Задания:
1 – Перепишите без изменений строки данных, начав с первой из них и закончив строкой, в которой есть «point(154, 212)», включая обе границы. Изображения в ответ не включайте.
2 – Допишите продолжение интервью о культурной памяти Крыма, начиная сразу после последней приведенной реплики.

++++ Фрагмент для чтения

Джуди Браун являлась одной из участниц проекта «Войны памяти: культурная динамика в Польше, России и на Украине», о результатах которого «Газете.Ru» недавно рассказал его руководитель Александр Эткинд. Браун получила степень PhD, защитив диссертацию по теме «Культурная память Крыма: история, память и место в Севастополе», которую планирует выпустить в форме монографии.
— Какие методы вы использовали в ходе своих исследований по Крыму? Откуда у вас появился интерес именно к этому вопросу?
— Я получила степень бакалавра в области истории культуры, специализируясь на России. Впоследствии я получила степень магистра в области межэтнических отношений. Основываясь на этом двойственном академическом опыте, я и решила исследовать замечательный крымский вопрос.
Свою докторскую степень я получила за диссертацию, озаглавленную «Культурная память Крыма: история, память и место в Севастополе».
Что касается методов, то я обратилась ко множеству источников культурного характера, касающихся Крыма, — литературных, исторических, автобиографических и так далее. В конечном счете я решила провести полевое исследование, которое, по-моему, является самым лучшим подходом для того, чтобы выявить взгляды живущих там людей на прошлое и их связь с настоящим.
Я трижды посетила Крым и провела там более четырех месяцев в 2011 и 2012 годах.
Я повстречалась со многими жителями полуострова: беседовала с ними, интервьюировала их, посещала экскурсии, наблюдала за торжественными мероприятиями и даже принимала в них участие. Проведя это время в Крыму, я поняла, насколько на самом деле сложны межэтнические отношения и вопрос культурной памяти полуострова.
Наверное, существует также и личная причина, по которой я выбрала Крым в качестве темы своих научных изысканий: я родом из Северной Ирландии, а у нас там тоже довольно непростые отношения в обществе.
— Вспоминают ли Крымскую войну XIX века в Великобритании? Влияет ли этот фактор на восприятие текущих событий в Крыму?
— Для большинства людей в Великобритании слово «Крым» ассоциируется с Крымской войной 1853–1856 годов, атакой легкой бригады и Флоренс Найтингейл.
Память о Крымской войне увековечена, например, в названиях улиц — Севастопольская Дорога, улица Инкермана, улица Альмы, — но это не столь распространенное явление.
Многие люди попросту не знакомы с историей Крымской войны, а те, кто о ней знает, практически не видят параллелей между теми событиями и современностью.
Таким образом, понятие новой Крымской войны не особо распространено, люди склонны видеть новую «холодную войну», но и в данном случае сравнение не очень точное.

++++++++
++++ Исходные данные

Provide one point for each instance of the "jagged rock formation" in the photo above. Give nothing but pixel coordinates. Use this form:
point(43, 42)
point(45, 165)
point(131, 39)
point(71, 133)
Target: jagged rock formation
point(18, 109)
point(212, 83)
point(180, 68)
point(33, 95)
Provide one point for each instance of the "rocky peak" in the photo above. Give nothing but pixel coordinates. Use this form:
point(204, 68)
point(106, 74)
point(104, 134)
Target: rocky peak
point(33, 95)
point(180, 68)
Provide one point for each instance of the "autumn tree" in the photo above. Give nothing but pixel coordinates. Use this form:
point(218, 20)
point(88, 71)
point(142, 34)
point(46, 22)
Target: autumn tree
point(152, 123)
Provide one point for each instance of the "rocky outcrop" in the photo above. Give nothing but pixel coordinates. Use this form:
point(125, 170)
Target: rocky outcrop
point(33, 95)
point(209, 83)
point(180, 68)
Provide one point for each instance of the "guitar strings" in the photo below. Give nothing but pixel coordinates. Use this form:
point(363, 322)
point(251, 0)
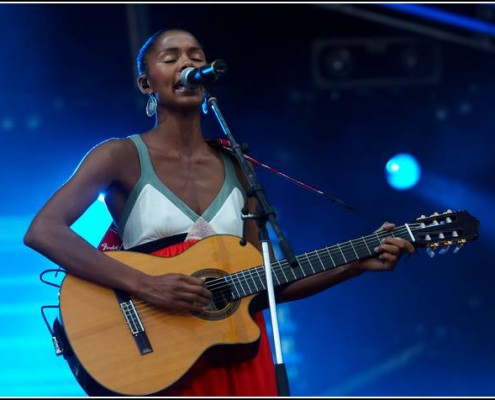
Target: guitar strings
point(281, 270)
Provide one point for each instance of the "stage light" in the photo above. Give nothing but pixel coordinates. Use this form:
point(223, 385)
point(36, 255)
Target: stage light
point(402, 171)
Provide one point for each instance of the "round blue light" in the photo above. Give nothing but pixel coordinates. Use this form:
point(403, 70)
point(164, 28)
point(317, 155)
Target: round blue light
point(402, 171)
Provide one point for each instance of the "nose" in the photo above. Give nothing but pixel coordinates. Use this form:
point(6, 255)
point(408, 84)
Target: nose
point(186, 64)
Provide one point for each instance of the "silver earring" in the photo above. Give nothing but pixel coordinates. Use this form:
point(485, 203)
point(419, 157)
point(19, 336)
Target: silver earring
point(151, 105)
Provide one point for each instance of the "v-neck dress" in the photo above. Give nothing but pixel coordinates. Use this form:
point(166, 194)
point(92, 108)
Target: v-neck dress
point(154, 212)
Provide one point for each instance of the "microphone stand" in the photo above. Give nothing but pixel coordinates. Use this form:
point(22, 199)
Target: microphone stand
point(264, 213)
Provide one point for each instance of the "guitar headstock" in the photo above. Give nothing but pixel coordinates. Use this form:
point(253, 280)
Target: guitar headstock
point(442, 231)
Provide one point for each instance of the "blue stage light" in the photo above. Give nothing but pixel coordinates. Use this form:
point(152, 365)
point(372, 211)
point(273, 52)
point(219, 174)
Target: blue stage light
point(402, 171)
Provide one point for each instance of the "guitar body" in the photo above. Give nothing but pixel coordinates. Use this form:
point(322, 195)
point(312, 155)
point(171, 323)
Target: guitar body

++++++++

Ответы к заданию:
1 –
Provide one point for each instance of the "jagged rock formation" in the photo above. Give nothing but pixel coordinates. Use this form:
point(43, 42)
point(45, 165)
point(131, 39)
point(71, 133)
Target: jagged rock formation
point(18, 109)
point(212, 83)
point(180, 68)
point(33, 95)
Provide one point for each instance of the "rocky peak" in the photo above. Give nothing but pixel coordinates. Use this form:
point(204, 68)
point(106, 74)
point(104, 134)
Target: rocky peak
point(33, 95)
point(180, 68)
Provide one point for each instance of the "autumn tree" in the photo above. Give nothing but pixel coordinates. Use this form:
point(218, 20)
point(88, 71)
point(142, 34)
point(46, 22)
Target: autumn tree
point(152, 123)
Provide one point for each instance of the "rocky outcrop" in the photo above. Give nothing but pixel coordinates. Use this form:
point(125, 170)
Target: rocky outcrop
point(33, 95)
point(209, 83)
point(180, 68)
Provide one point for each instance of the "guitar strings" in the photo below. Give nothing but pixel coordinates. Use this form:
point(363, 322)
point(251, 0)
Target: guitar strings
point(281, 270)
Provide one point for each instance of the "stage light" in the photo above. Give nothing but pixel coordinates. Use this form:
point(223, 385)
point(36, 255)
Target: stage light
point(402, 171)
Provide one point for each instance of the "round blue light" in the photo above. Give nothing but pixel coordinates. Use this form:
point(403, 70)
point(164, 28)
point(317, 155)
Target: round blue light
point(402, 171)
Provide one point for each instance of the "nose" in the photo above. Give nothing but pixel coordinates. Use this form:
point(6, 255)
point(408, 84)
Target: nose
point(186, 64)
Provide one point for each instance of the "silver earring" in the photo above. Give nothing but pixel coordinates. Use this form:
point(485, 203)
point(419, 157)
point(19, 336)
Target: silver earring
point(151, 105)
Provide one point for each instance of the "v-neck dress" in the photo above. Give nothing but pixel coordinates. Use this form:
point(166, 194)
point(92, 108)
Target: v-neck dress
point(154, 212)

2 –
— Что делает крымский вопрос особенно уникальным? Связано ли это с тем, что некоторые местные жители чувствуют себя иностранцами, живущими на вроде бы родине?
— Более чем двадцать лет вопрос о том, почему Крым не стал очередной горячей точкой, оставался загадкой для исследователей.
Казалось, что там имеются все составляющие конфликта, в том числе определенные процессы миграционного характера и изменения в этнической структуре населения. Но до недавнего времени никаких крупных конфликтов не было. Почему так?
Крымчане часто утверждают, что полуостров представляет собой особую территорию, и в этом они правы.
Хотя СМИ часто говорят о разобщенности Крыма, а зачастую и Украины, по-моему, существует уникальная с культурной точки зрения крымская идентичность, именно благодаря которой местные жители могут выступать как сплоченная сила и поддерживать мир. Это и есть свидетельство единства.
— С культурной точки зрения Крым более украинский или русский? Стали ли культурной и исторической травмой для жителей полуострова распад СССР и последовавшие за этим события?
— Я бы переформулировала вопрос и спросила, какие культурные механизмы работают для того, чтобы создать образ Крыма, ассоциирующегося с украинской, русской или любой другой культурой, в том числе крымско-татарской. Существует огромное количество характеристик Крыма, по-разному носящих национальную окраску в соответствии с тем, что разные группы жили в Крыму на протяжении веков. И как и в случае с любой другой страной, эти характеристики множественные, пересекающиеся и противоречивые.
Сильнее всего работают культурные механизмы, посредством которых Крым ассоциируется с российским культурным контекстом.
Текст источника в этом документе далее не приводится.